▸ Text segment:
========================================================================
From: Jean-denis Vauguet on 23 Mar 2010 01:39 s/along the file.rb/along the main.rb/ -- Posted via http://www.ruby-forum.com/.
From: Jean-denis Vauguet on 23 Mar 2010 03:11 Ok so here's what I eventually did: require 'pathname' # I love it :) module MyLib def self.extended base #:nodoc: # the receiver is the extended module or class @receiver = base # paths of the receiver file and receiver stuff @base_path = Pathname.new(File.expand_path($0)).dirname @stuff_path = @base_path + "mylib_stuff" # ... do whatever with base and the paths end # ... end I don't know if this practice of relying on $0 is solid, though. Any hint? -- Posted via http://www.ruby-forum.com/.
========================================================================
(Rows from a dataset)
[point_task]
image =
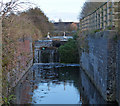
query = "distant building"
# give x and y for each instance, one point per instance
(66, 26)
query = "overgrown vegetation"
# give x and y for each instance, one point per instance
(69, 52)
(18, 31)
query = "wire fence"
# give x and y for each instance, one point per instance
(105, 17)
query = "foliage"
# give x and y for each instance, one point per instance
(16, 29)
(8, 99)
(69, 52)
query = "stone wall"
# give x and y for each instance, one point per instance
(100, 62)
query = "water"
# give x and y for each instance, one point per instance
(49, 83)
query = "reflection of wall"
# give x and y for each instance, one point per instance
(24, 89)
(89, 93)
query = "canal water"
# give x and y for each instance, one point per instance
(54, 83)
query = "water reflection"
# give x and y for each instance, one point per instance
(49, 84)
(57, 84)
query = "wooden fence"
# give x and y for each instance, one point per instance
(106, 16)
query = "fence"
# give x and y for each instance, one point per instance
(107, 15)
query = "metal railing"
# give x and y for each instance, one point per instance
(103, 17)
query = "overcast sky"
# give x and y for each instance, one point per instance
(67, 10)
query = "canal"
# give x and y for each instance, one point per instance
(55, 83)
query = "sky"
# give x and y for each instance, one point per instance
(66, 10)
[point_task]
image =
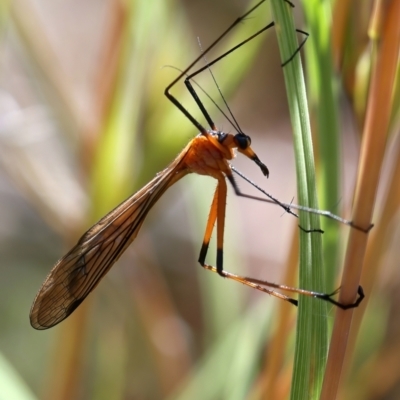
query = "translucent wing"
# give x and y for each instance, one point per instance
(76, 274)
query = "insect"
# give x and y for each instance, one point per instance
(76, 274)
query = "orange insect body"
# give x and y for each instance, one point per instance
(76, 274)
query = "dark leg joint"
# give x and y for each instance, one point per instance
(293, 301)
(310, 230)
(220, 263)
(203, 254)
(328, 297)
(361, 229)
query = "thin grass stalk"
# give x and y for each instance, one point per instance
(372, 155)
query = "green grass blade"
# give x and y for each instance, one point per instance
(311, 340)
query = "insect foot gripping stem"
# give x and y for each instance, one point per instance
(328, 298)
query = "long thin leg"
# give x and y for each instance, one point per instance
(217, 213)
(288, 207)
(212, 216)
(185, 71)
(209, 64)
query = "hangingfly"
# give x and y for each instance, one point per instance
(76, 274)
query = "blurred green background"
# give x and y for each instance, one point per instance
(84, 123)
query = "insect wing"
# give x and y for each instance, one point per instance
(76, 274)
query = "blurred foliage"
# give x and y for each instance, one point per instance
(84, 123)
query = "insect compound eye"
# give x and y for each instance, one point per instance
(221, 136)
(243, 141)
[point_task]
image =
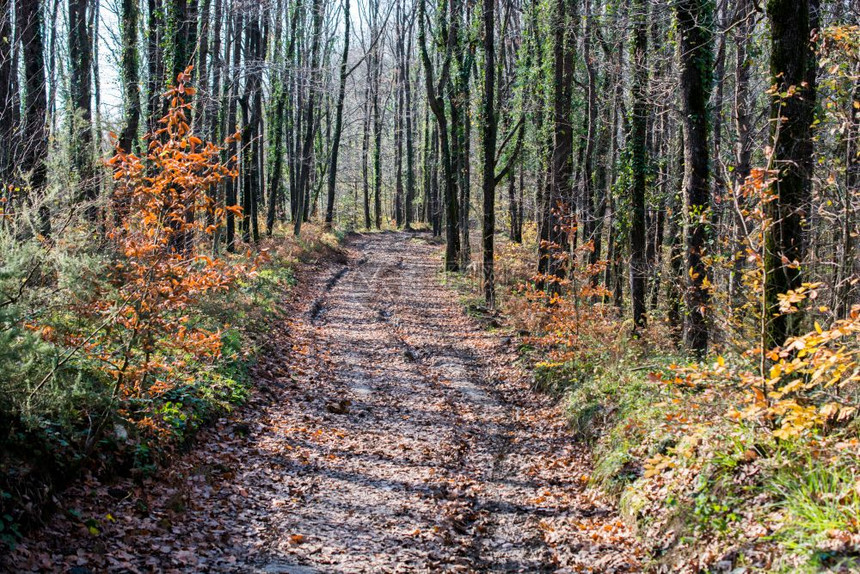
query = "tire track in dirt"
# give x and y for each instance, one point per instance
(395, 436)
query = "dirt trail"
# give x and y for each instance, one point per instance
(396, 436)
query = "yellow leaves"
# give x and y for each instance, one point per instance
(658, 464)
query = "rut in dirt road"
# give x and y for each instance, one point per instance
(400, 437)
(429, 458)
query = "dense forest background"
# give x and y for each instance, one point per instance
(685, 173)
(629, 130)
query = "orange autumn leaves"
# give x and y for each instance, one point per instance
(147, 341)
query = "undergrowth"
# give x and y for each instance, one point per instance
(712, 477)
(117, 347)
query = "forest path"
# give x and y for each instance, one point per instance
(399, 437)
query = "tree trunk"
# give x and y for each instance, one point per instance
(638, 263)
(34, 130)
(489, 161)
(338, 121)
(784, 244)
(695, 21)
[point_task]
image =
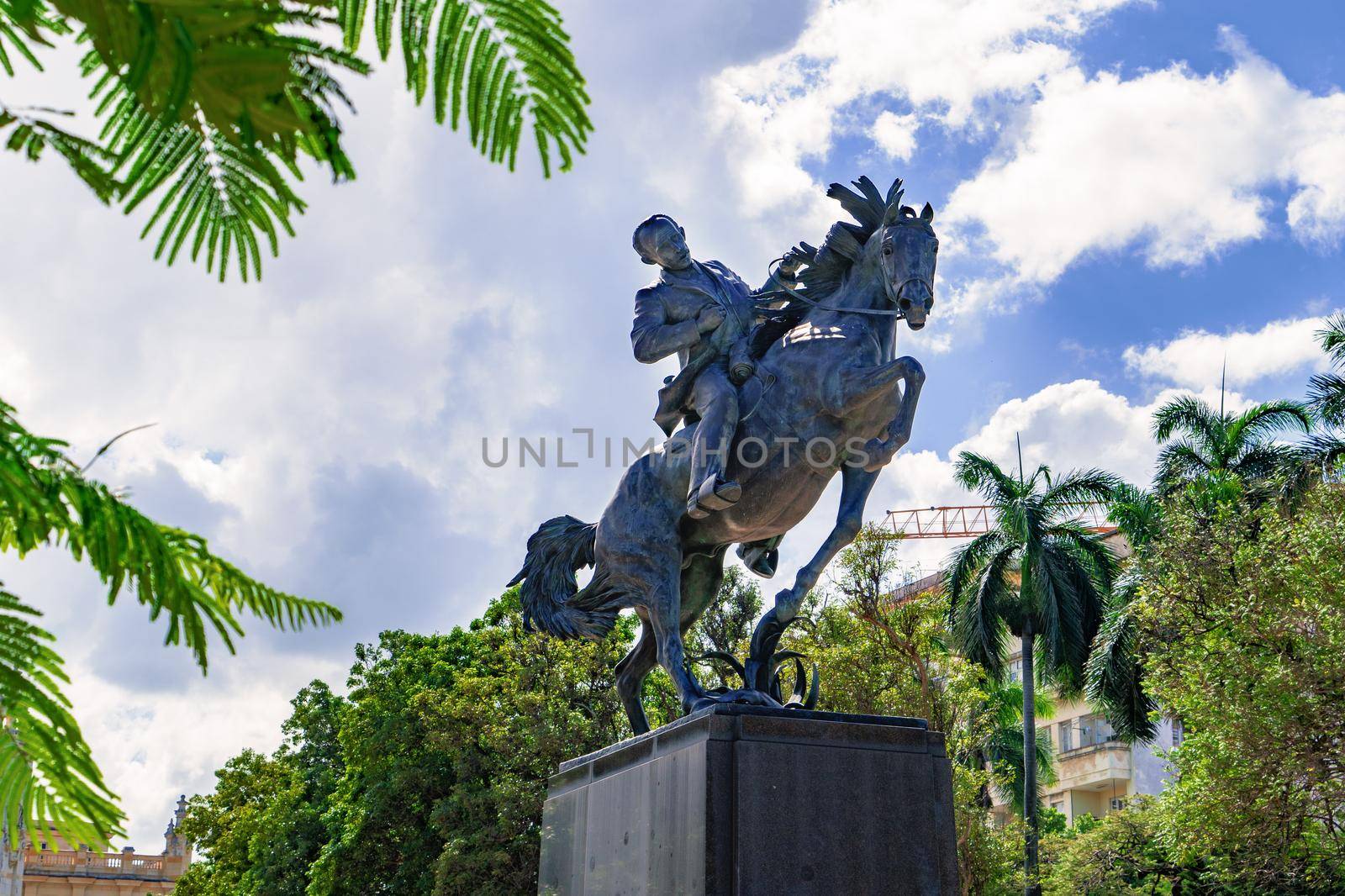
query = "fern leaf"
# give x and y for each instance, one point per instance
(34, 136)
(47, 775)
(497, 61)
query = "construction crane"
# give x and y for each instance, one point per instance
(968, 521)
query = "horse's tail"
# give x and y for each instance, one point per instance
(551, 595)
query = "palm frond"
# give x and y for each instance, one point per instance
(1179, 463)
(47, 775)
(977, 472)
(978, 616)
(1079, 488)
(1327, 396)
(1137, 513)
(1190, 416)
(1114, 673)
(1332, 338)
(1266, 461)
(24, 26)
(1080, 568)
(1269, 419)
(495, 65)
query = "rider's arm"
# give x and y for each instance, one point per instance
========================================================================
▸ Task description:
In the forum thread, what name is added to the base path to build the stuff path? Rely only on the forum thread.

▸ Result of the task:
"mylib_stuff"